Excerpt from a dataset
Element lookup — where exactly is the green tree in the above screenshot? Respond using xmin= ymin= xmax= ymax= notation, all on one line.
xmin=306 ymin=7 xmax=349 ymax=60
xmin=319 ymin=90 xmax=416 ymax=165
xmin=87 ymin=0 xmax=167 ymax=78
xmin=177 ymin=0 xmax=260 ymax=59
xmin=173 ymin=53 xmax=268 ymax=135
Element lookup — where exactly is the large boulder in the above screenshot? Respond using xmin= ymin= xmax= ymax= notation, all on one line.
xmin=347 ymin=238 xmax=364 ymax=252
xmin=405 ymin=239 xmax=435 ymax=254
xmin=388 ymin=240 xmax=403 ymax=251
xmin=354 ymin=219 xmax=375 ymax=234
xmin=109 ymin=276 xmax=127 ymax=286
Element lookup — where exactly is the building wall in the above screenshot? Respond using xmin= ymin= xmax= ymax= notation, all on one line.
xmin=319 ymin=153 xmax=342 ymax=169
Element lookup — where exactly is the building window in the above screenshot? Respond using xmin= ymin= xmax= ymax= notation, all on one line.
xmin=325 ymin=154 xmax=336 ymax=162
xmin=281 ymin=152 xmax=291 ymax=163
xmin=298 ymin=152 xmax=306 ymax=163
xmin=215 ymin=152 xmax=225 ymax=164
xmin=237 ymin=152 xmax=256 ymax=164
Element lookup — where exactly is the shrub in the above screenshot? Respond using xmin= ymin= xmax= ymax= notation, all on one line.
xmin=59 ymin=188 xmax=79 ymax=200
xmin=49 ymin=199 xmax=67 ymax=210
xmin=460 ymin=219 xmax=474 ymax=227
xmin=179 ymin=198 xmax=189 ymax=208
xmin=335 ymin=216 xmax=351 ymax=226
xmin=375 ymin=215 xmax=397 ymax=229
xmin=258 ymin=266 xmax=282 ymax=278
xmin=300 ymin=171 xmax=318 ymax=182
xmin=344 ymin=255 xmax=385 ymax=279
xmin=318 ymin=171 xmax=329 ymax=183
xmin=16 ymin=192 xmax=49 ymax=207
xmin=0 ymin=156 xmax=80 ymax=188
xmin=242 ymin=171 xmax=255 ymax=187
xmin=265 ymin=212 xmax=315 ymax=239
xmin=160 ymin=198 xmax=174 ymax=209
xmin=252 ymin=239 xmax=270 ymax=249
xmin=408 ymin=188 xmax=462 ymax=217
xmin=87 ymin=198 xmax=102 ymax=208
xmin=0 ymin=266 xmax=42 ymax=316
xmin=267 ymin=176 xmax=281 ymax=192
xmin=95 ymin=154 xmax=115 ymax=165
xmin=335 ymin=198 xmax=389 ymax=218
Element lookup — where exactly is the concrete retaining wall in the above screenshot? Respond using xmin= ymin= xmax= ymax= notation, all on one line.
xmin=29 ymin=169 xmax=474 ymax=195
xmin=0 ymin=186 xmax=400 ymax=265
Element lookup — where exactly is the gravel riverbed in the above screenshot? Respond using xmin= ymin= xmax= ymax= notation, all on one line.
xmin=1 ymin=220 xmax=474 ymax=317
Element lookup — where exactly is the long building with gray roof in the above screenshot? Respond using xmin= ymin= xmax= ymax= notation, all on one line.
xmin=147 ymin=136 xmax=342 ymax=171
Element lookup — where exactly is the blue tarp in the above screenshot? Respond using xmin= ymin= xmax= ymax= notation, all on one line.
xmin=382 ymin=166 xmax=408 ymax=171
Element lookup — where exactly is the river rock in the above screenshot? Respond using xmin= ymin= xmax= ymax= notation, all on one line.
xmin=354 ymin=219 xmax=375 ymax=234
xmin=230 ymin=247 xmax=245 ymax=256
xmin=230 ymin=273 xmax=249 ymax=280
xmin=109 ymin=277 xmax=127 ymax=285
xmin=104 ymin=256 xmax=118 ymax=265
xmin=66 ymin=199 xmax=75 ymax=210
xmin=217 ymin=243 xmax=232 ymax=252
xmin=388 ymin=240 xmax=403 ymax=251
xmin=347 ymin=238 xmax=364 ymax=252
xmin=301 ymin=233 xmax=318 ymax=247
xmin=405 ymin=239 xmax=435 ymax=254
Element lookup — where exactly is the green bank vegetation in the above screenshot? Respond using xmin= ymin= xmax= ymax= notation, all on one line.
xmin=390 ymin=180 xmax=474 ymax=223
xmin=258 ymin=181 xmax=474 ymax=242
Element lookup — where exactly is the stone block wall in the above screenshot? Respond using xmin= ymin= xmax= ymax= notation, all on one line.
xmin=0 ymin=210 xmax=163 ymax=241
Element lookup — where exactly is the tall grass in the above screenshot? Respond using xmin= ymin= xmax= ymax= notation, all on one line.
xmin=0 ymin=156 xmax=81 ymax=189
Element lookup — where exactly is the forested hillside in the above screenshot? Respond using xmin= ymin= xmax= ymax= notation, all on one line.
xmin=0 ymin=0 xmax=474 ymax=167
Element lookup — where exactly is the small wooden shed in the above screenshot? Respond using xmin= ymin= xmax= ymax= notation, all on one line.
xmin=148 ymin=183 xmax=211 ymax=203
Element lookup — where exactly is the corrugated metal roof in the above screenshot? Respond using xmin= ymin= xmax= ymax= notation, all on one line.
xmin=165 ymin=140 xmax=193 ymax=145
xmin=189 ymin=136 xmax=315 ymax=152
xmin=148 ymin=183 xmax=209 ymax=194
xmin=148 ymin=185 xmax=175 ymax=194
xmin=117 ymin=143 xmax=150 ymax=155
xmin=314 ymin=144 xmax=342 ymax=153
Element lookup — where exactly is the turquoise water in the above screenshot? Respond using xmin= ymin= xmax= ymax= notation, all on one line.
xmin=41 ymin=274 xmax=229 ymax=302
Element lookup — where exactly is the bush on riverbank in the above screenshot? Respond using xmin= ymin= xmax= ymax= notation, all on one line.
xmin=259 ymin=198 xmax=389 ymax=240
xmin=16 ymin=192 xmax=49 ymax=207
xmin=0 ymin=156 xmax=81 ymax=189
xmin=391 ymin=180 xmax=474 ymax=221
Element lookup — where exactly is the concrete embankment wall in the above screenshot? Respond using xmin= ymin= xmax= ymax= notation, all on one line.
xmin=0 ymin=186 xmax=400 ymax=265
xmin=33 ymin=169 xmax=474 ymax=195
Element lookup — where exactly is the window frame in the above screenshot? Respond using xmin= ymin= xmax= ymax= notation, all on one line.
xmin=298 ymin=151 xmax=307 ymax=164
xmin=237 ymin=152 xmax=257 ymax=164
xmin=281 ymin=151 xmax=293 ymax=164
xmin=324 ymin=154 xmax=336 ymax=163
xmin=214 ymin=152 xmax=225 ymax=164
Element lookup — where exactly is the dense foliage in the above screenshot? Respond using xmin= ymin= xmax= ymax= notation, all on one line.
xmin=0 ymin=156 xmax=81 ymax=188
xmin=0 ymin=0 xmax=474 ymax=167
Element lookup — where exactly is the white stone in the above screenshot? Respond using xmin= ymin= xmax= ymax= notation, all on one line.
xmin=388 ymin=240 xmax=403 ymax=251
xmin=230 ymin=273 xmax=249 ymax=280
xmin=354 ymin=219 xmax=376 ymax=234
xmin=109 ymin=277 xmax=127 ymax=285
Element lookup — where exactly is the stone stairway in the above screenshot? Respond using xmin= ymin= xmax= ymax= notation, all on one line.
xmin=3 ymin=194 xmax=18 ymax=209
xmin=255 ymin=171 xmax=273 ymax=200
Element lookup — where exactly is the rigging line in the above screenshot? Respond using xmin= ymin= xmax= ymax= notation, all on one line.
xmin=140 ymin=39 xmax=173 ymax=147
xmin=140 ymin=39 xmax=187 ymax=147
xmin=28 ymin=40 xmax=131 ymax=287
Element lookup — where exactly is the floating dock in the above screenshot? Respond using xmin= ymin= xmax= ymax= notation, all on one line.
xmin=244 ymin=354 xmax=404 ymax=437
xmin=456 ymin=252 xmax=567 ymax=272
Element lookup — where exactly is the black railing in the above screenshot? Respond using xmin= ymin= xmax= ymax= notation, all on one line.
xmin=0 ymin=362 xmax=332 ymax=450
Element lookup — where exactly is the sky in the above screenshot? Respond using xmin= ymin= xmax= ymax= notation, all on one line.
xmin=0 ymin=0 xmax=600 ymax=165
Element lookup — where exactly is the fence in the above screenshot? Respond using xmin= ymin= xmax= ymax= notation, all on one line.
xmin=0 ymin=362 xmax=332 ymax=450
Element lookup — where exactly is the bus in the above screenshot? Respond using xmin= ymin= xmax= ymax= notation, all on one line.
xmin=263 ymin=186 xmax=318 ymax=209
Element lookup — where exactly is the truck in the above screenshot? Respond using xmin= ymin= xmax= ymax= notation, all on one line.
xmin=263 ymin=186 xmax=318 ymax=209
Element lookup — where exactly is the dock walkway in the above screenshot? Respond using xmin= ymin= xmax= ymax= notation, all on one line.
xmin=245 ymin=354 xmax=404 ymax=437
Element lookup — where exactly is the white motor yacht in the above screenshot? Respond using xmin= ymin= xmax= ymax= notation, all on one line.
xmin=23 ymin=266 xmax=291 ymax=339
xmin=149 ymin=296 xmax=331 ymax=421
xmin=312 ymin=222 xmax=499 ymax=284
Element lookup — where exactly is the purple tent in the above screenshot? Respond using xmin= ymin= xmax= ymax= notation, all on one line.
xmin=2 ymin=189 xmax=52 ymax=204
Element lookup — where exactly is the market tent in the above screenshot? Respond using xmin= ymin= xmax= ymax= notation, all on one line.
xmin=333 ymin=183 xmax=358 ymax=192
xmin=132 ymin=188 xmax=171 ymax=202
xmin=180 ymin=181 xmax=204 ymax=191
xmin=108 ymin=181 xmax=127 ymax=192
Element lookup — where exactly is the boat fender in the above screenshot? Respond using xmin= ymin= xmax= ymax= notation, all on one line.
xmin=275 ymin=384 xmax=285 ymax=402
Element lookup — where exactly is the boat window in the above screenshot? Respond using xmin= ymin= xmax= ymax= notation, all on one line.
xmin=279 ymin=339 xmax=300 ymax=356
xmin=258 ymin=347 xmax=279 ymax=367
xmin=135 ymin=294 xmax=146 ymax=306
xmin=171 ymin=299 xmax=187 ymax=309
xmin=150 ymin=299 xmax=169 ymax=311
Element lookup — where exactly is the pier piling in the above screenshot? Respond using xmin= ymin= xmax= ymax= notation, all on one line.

▶ [What is being asked]: Lay out the records as a JSON list of strings, one string per line with blank lines omitted, from the line containing "Element lookup — where exactly is the turquoise" up to and including the line containing "xmin=214 ymin=152 xmax=225 ymax=164".

▶ [Correct result]:
[
  "Element lookup — where exactly is the turquoise water in the above screenshot? Respond using xmin= ymin= xmax= ymax= notation, all on one line.",
  "xmin=41 ymin=274 xmax=229 ymax=302",
  "Element lookup — where exactly is the bush on riverbank in the above screenshot? Respond using xmin= ymin= xmax= ymax= notation, all on one line.",
  "xmin=259 ymin=198 xmax=389 ymax=240",
  "xmin=16 ymin=192 xmax=49 ymax=207",
  "xmin=0 ymin=156 xmax=81 ymax=189",
  "xmin=391 ymin=180 xmax=474 ymax=221",
  "Element lookup — where exactly is the concrete embankment wall in the above screenshot? Respond using xmin= ymin= xmax= ymax= notation, all on one line.",
  "xmin=0 ymin=186 xmax=400 ymax=265",
  "xmin=33 ymin=169 xmax=474 ymax=195",
  "Element lookup — where exactly is the window frame in the above screenshot? Respond using xmin= ymin= xmax= ymax= notation, all on one line.",
  "xmin=298 ymin=151 xmax=307 ymax=164",
  "xmin=237 ymin=152 xmax=257 ymax=164",
  "xmin=281 ymin=151 xmax=293 ymax=164",
  "xmin=324 ymin=154 xmax=336 ymax=163",
  "xmin=214 ymin=152 xmax=225 ymax=164"
]